----- ИСХОДНЫЙ ТЕКСТ -----

Глядя на Хулио Антонио в работе, еще и потому, что на свет появляются фигуры, кажется, что это мужские роды. Да, скульптуры — это его плоть и кровь.
И так очевидно, что любить — значит рождать! Любить, ласкать, лелеять. Лаская кончиками пальцев, он будит мертвых, и прах обретает форму того, что он задумал. Пять органов чувств и еще пять тысяч впридачу, и миллионы их оттенков на кончиках его пальцев.
…Свет оживляет в камне все тонкости вложенной в него души, причудливый калейдоскоп наших снов. И художник, с солнцем на ладони, изумленно смотрит на свой сотворенный и трепетный мир, как на ребенка.
Игнасио Сулоага
Своеобразие Сулоаги, мне кажется, в той тревожной чуткости, с какой он сознает, любит и решает свою тему неприглядной Испании.
Попробую объяснить. Каждая страна, каждая область, каждый уголок и каждый человек наделены свойствами малопривлекательными — наряду с привлекательными, — и они-то, естественно, наиболее живучи и определяют особость данного субъекта, именно потому, что не пользуются всеобщим почтением. В Испании эта тема никогда не иссякала, поскольку не иссякает питательная среда (мадридские газетенки, кубинские попугайчики, краски, утварь, мебель, эти цоколи и фасады, эти неприступные лица, стойкие в своей черствости…).
Все это Сулоага выносит на первый план и тем самым открывает нам исконное — жуткое, ненавистное, но такое достоверное! — мурло Испании.
От образа к образу Сулоага движется к вершине. С каждым шагом его вековечная Испания все явственней становится сегодняшней. И его сюжеты снуют по улицам денно и нощно.
Три больших художника — три наши ипостаси. Англада — наряд, Соролья — нагота, Сулоага — нутро.
Анхелес Сантос
От Вальядолида до Мадрида на щитах холстов и картонов сменяют одна другую белые маски, яркие или тусклые, с извечной и нынешней бесцеремонностью сверля скважинами глаз синеву снегов, воды и земли и всасывая ее вместе с солнцем или звездами.
По ту сторону холстов чуждые им камни и травы, кастильская река за частоколом тополей, голые холмы от Вальядолида до Паленсии, дистиллированный воздух, в котором витает Хорхе Гильен, земная живность — люди, птицы, мужчины, женщины. По другую сторону Гвадаррамы, столь же чуждые белым маскам, мы со своими лирами, кистями, перьями. Глубокая пропасть.

----- ИСХОДНЫЕ ДАННЫЕ -----

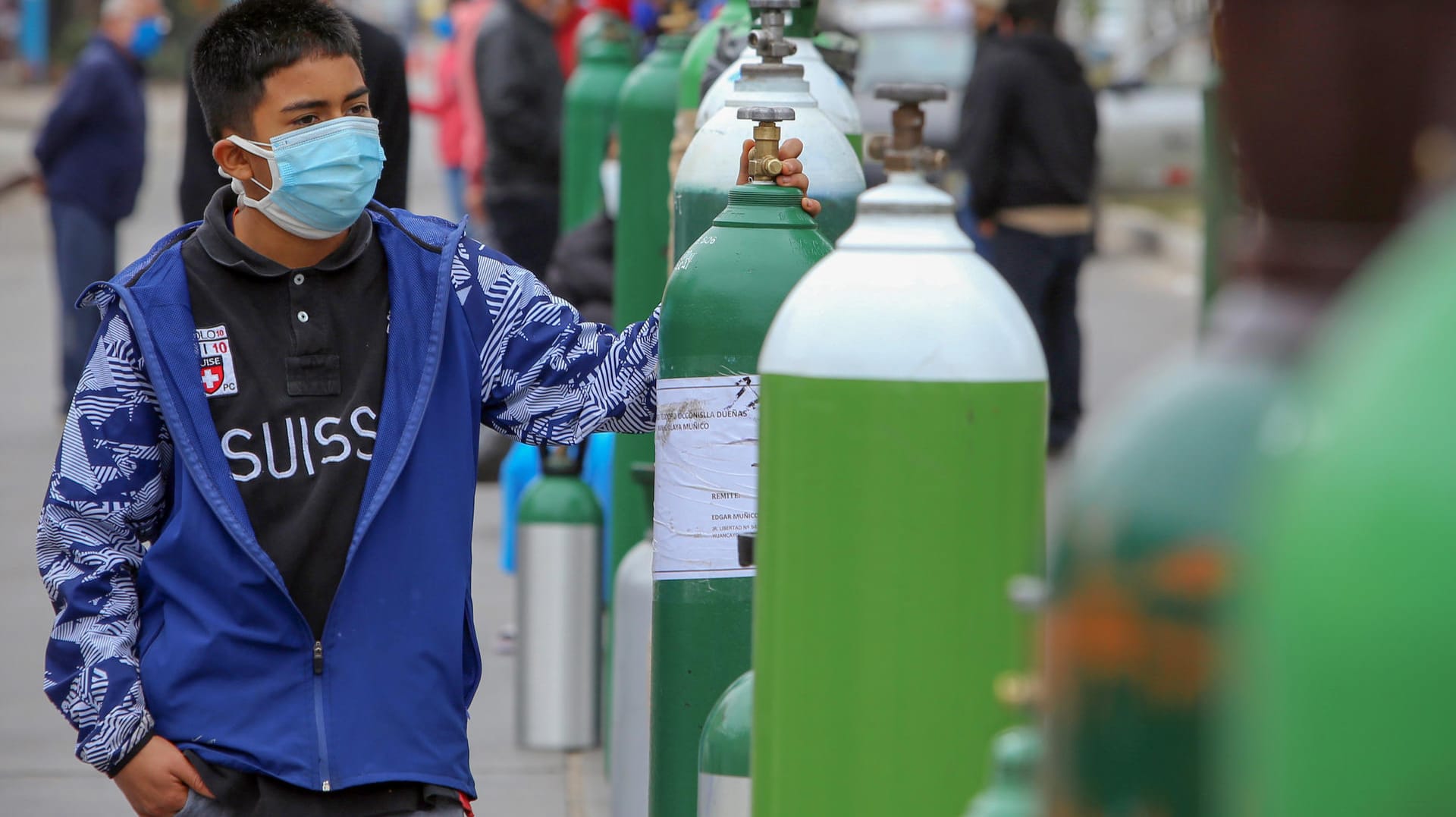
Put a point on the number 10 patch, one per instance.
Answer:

-----

**ЗАДАНИЕ**: Перепишите отрывок исходного текста от слов «От образа к» до слов «денно и нощно.», поставив «днем и ночью» на место «денно и нощно».

**РЕШЕНИЕ**:
От образа к образу Сулоага движется к вершине. С каждым шагом его вековечная Испания все явственней становится сегодняшней. И его сюжеты снуют по улицам днем и ночью.